* _Work instruction_: Please copy the leading lines of the entries below exactly, concluding with the line in which "Target: cloth book binding" occurs.

Image point grounding data
%%

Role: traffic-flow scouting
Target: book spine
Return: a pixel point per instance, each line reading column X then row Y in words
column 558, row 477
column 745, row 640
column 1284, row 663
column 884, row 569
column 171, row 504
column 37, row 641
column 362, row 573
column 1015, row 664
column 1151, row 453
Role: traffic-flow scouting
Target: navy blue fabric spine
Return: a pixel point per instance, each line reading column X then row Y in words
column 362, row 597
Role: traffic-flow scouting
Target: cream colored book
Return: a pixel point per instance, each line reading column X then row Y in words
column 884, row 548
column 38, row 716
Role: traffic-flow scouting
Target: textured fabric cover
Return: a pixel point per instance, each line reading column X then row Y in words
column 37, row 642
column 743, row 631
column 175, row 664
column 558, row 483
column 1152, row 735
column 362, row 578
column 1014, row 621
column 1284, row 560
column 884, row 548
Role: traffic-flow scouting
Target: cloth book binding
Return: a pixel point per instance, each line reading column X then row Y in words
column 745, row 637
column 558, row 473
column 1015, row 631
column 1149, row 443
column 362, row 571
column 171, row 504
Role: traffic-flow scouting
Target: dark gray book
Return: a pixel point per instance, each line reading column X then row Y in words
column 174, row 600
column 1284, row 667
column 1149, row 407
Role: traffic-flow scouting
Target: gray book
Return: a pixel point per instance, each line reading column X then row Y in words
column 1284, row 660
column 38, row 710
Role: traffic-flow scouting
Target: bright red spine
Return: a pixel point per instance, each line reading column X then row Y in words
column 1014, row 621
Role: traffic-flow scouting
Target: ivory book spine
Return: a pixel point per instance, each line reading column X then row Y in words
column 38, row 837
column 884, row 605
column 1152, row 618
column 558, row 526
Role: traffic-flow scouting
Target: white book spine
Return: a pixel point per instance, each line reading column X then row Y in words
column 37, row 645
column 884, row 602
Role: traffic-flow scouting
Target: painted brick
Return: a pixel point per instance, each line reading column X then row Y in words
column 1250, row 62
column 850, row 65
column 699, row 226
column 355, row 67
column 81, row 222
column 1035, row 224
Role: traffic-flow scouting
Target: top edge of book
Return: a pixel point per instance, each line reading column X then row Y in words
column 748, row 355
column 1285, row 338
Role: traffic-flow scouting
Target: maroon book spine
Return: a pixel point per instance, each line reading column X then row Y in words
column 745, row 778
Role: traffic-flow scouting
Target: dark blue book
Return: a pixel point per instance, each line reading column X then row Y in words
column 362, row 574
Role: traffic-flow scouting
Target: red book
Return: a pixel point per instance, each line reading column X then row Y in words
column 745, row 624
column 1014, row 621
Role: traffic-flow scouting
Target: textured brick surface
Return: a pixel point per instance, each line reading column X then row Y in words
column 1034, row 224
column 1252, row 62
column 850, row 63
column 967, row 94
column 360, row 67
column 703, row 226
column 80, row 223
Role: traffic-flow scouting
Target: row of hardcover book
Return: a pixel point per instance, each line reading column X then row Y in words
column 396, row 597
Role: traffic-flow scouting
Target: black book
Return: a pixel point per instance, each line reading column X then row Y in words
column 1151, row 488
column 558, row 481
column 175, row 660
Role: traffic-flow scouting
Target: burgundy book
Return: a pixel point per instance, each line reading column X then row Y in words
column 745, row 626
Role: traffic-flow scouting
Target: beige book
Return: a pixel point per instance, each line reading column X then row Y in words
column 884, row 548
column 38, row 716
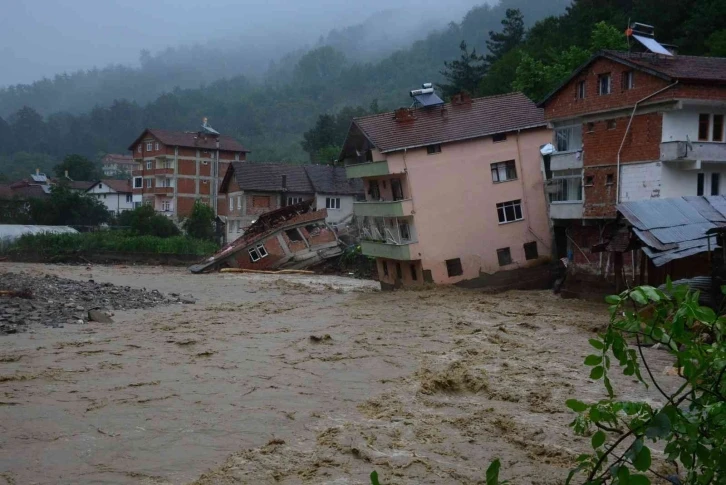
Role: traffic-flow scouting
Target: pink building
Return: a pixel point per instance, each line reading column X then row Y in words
column 454, row 192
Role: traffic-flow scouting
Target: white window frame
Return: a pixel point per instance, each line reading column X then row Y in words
column 332, row 203
column 600, row 78
column 502, row 211
column 257, row 253
column 570, row 135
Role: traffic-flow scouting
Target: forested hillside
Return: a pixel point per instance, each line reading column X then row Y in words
column 271, row 116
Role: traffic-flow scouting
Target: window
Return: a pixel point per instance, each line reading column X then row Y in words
column 715, row 182
column 499, row 137
column 704, row 122
column 293, row 235
column 568, row 138
column 628, row 80
column 510, row 211
column 530, row 251
column 453, row 267
column 603, row 84
column 717, row 134
column 581, row 90
column 261, row 201
column 405, row 231
column 431, row 149
column 373, row 190
column 396, row 189
column 503, row 171
column 504, row 256
column 256, row 253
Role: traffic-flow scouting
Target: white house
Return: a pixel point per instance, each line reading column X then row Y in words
column 115, row 194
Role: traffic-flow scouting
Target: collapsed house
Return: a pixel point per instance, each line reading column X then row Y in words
column 291, row 237
column 680, row 238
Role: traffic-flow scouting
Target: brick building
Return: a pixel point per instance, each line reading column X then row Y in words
column 178, row 168
column 632, row 126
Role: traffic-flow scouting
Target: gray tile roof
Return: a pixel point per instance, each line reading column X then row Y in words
column 327, row 179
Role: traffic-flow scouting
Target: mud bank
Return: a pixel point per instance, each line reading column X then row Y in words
column 423, row 386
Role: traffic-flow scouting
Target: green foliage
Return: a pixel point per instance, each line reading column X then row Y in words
column 145, row 221
column 465, row 73
column 200, row 223
column 112, row 241
column 690, row 425
column 510, row 37
column 78, row 167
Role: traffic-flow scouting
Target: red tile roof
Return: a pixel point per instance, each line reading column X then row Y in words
column 191, row 140
column 448, row 122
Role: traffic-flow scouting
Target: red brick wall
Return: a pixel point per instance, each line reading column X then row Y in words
column 186, row 186
column 187, row 167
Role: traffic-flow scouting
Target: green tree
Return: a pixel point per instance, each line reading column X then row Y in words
column 465, row 73
column 200, row 223
column 145, row 221
column 78, row 168
column 511, row 36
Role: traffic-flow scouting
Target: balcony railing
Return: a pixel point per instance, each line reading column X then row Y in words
column 673, row 151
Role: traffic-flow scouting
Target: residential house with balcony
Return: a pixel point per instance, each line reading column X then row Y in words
column 454, row 192
column 116, row 195
column 632, row 126
column 249, row 190
column 178, row 168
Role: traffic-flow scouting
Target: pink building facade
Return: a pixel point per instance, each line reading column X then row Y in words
column 454, row 193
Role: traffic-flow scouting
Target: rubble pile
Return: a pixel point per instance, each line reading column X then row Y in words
column 27, row 300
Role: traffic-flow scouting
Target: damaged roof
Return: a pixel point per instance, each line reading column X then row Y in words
column 675, row 228
column 327, row 179
column 452, row 122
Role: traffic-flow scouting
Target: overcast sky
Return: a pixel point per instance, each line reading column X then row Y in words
column 43, row 37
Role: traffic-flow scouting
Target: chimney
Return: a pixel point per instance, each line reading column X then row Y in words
column 403, row 114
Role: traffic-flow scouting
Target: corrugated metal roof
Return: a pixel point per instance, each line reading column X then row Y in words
column 675, row 228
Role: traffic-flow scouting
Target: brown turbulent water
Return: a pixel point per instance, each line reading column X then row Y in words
column 423, row 386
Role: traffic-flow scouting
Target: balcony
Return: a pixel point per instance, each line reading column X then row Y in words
column 399, row 208
column 687, row 151
column 367, row 169
column 401, row 252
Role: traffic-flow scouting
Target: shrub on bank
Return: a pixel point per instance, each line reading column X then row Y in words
column 110, row 241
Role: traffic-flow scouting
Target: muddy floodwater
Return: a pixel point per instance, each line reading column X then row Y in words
column 299, row 379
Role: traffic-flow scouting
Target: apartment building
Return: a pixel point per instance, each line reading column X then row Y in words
column 454, row 192
column 632, row 126
column 178, row 168
column 249, row 190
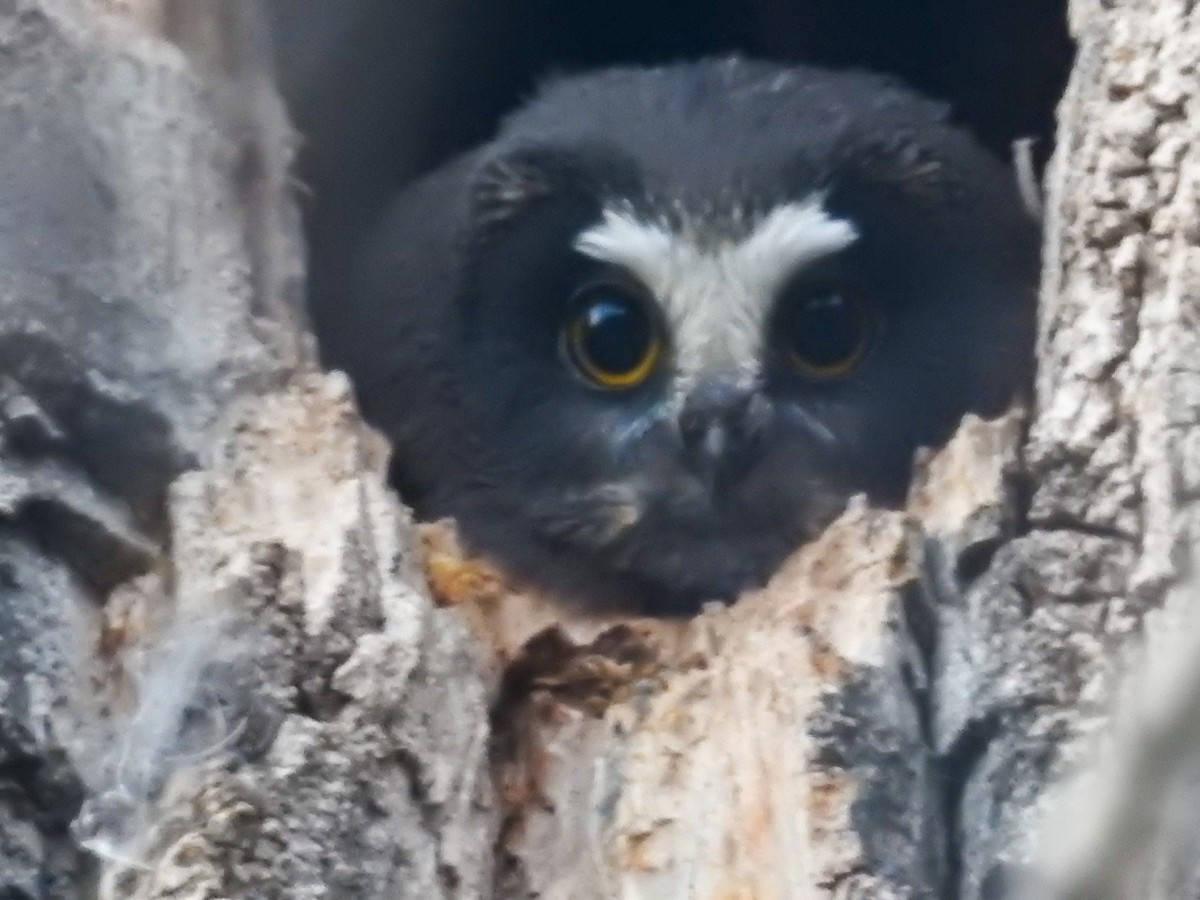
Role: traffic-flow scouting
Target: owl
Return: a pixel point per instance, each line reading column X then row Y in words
column 664, row 325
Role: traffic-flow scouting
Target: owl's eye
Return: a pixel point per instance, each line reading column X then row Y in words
column 826, row 329
column 611, row 336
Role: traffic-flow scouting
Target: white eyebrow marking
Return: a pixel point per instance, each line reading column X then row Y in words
column 715, row 297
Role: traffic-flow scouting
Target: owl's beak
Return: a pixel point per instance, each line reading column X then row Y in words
column 720, row 427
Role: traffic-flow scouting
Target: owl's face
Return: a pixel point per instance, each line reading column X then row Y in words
column 696, row 310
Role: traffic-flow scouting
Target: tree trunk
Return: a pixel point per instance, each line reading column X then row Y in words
column 231, row 666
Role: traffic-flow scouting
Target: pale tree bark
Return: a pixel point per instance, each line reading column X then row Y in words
column 232, row 667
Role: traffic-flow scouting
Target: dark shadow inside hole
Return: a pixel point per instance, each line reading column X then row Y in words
column 385, row 90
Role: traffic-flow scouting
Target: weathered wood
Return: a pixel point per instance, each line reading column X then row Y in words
column 222, row 673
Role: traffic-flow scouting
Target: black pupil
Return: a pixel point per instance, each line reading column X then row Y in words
column 616, row 335
column 827, row 329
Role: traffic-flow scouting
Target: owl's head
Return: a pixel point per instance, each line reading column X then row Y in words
column 658, row 331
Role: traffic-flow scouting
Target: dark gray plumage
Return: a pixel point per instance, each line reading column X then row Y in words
column 667, row 322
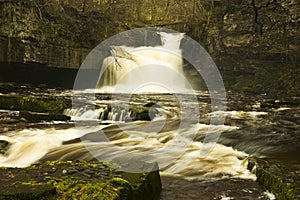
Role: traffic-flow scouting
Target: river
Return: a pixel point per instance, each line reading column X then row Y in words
column 173, row 139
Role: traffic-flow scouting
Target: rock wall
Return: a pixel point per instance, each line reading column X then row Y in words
column 243, row 37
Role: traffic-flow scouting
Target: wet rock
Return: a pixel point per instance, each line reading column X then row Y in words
column 79, row 179
column 34, row 104
column 4, row 146
column 37, row 117
column 277, row 178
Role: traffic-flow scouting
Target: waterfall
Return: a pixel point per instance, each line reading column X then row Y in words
column 145, row 68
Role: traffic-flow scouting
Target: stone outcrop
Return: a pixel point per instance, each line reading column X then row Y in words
column 281, row 180
column 79, row 179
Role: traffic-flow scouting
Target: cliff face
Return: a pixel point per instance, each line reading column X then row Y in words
column 243, row 37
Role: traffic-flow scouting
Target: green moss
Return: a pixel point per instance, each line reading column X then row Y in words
column 35, row 104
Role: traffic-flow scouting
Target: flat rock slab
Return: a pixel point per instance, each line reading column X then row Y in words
column 79, row 180
column 280, row 176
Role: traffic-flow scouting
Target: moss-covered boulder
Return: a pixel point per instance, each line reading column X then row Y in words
column 79, row 180
column 34, row 104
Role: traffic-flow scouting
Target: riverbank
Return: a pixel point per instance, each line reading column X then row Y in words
column 79, row 179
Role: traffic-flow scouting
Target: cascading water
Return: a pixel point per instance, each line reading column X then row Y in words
column 145, row 69
column 141, row 69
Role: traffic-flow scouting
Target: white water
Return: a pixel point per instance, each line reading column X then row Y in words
column 145, row 69
column 133, row 140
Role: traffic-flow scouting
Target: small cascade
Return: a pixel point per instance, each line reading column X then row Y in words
column 145, row 69
column 116, row 114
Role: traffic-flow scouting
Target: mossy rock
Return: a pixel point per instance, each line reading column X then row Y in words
column 79, row 180
column 34, row 104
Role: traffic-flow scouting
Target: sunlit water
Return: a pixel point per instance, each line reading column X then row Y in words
column 248, row 130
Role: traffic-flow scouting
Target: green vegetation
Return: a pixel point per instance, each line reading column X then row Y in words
column 34, row 104
column 79, row 180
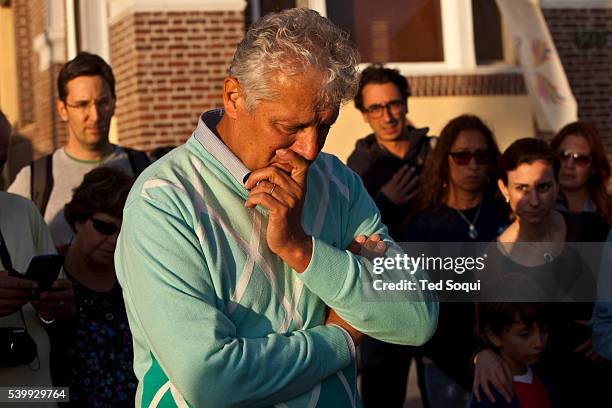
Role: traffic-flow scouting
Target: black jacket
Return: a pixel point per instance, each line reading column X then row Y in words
column 376, row 165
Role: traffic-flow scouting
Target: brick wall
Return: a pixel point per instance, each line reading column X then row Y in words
column 581, row 39
column 23, row 48
column 169, row 68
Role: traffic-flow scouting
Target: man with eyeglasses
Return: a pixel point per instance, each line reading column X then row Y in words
column 24, row 345
column 389, row 161
column 86, row 103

%%

* _Solution for this task_:
Role: traffic-flow scouting
Target: book spine
Return: a pixel point per instance, each line reading column X then row Y in words
column 558, row 477
column 745, row 640
column 1284, row 663
column 884, row 569
column 171, row 504
column 37, row 641
column 362, row 573
column 1015, row 664
column 1151, row 453
Role: traffic-flow scouting
Target: navy blue fabric spine
Return: a pixel point per instance, each line reading column X then row Y in words
column 362, row 597
Role: traffic-flow scouting
Target: cream colored book
Return: a pixel point per instance, each line reading column X then row Y in words
column 884, row 548
column 38, row 716
Role: traffic-flow scouting
Target: textured fabric cover
Return: a pixel point per instance, each line reading column X then row Y in words
column 37, row 642
column 743, row 631
column 175, row 664
column 558, row 483
column 1152, row 735
column 362, row 578
column 1014, row 621
column 1284, row 560
column 884, row 548
Role: traffic-flow scouting
Target: cloth book binding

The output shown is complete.